Point labels for objects
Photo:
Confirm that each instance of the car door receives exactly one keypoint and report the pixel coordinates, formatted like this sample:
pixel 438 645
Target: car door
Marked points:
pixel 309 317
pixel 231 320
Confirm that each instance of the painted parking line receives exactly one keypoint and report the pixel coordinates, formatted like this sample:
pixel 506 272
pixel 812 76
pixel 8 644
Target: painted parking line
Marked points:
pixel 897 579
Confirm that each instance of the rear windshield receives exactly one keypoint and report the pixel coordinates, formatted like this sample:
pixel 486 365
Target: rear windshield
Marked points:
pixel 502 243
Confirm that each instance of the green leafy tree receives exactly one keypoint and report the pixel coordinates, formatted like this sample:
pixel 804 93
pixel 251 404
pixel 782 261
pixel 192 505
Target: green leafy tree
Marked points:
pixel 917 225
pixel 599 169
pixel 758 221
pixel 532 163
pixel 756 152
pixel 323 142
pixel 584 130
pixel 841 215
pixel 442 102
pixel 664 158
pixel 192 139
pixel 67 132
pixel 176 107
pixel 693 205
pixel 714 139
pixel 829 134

• GOAL: Arrange every line of the rows above as a JSON list of strings, with one string per line and blank lines omitted.

• TASK OUTPUT:
[
  "Photo:",
  "Confirm that each instance of the car door receives exactly one keypoint and report the pixel coordinates, formatted like this sample:",
  "pixel 438 645",
  "Target: car door",
  "Marked points:",
  "pixel 309 317",
  "pixel 231 320",
  "Confirm that each instance of the painted parking line receives exactly one keypoint and report the pixel coordinates, formatted like this sample:",
  "pixel 506 272",
  "pixel 812 76",
  "pixel 8 644",
  "Target: painted parking line",
  "Marked points:",
  "pixel 897 579",
  "Confirm that each instance of the rear windshield receives exactly one keypoint and report the pixel coordinates, formatted like this sample:",
  "pixel 486 365",
  "Target: rear windshield",
  "Marked points:",
  "pixel 502 243",
  "Confirm that each instance of the green leafy tree receives exactly one keypoint and report the pixel coordinates, formatted like this sample:",
  "pixel 804 93",
  "pixel 251 404",
  "pixel 782 261",
  "pixel 192 505",
  "Target: green leafy tree",
  "Marked points:",
  "pixel 917 225",
  "pixel 599 169",
  "pixel 758 221",
  "pixel 532 163",
  "pixel 756 152",
  "pixel 323 142",
  "pixel 584 130",
  "pixel 841 215",
  "pixel 442 102",
  "pixel 664 158",
  "pixel 192 139",
  "pixel 67 132",
  "pixel 176 107",
  "pixel 693 205",
  "pixel 714 139",
  "pixel 829 134"
]